[Labeled shape records]
++++++

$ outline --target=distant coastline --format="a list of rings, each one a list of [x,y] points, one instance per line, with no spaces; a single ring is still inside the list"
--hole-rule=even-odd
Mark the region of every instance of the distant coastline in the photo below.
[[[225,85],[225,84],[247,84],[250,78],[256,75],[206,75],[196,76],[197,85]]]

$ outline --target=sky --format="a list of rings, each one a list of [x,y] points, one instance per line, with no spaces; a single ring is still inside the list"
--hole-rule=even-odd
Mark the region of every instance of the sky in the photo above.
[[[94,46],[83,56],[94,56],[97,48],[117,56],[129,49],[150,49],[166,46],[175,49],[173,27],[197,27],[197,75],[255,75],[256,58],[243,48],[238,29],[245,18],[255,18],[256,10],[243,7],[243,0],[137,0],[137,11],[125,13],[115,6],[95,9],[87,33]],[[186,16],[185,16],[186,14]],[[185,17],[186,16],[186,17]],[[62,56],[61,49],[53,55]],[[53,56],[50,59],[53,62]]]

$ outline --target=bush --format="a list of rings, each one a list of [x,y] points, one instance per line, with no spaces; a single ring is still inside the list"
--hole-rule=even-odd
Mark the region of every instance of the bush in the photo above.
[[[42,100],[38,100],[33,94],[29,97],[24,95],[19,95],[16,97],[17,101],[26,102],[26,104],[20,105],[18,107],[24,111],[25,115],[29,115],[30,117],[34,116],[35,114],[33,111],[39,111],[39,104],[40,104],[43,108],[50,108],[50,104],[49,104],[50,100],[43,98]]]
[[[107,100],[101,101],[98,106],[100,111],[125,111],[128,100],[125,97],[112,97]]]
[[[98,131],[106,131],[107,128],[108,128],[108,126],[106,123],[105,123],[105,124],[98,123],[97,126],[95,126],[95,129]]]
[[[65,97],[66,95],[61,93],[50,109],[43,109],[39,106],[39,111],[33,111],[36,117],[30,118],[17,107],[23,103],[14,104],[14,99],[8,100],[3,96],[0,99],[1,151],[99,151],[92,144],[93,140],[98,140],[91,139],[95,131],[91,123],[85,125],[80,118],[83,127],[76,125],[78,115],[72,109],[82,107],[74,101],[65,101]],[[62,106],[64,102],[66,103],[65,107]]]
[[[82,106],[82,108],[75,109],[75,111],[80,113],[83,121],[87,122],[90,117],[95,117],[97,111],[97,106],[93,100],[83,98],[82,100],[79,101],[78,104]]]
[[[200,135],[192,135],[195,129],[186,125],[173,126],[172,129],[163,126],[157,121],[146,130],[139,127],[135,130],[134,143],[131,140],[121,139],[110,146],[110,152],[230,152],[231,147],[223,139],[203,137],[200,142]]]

++++++

INSTRUCTIONS FOR THE TASK
Copy out everything from the start of the material down to the line containing "Mark the region of every instance of the distant", including that line.

TASK RESULT
$ outline --target=distant coastline --format="a list of rings, each one a list of [x,y] points, one instance per line, with no spaces; a single ring is still inside the list"
--hole-rule=even-odd
Mark the region of every instance of the distant coastline in the photo below.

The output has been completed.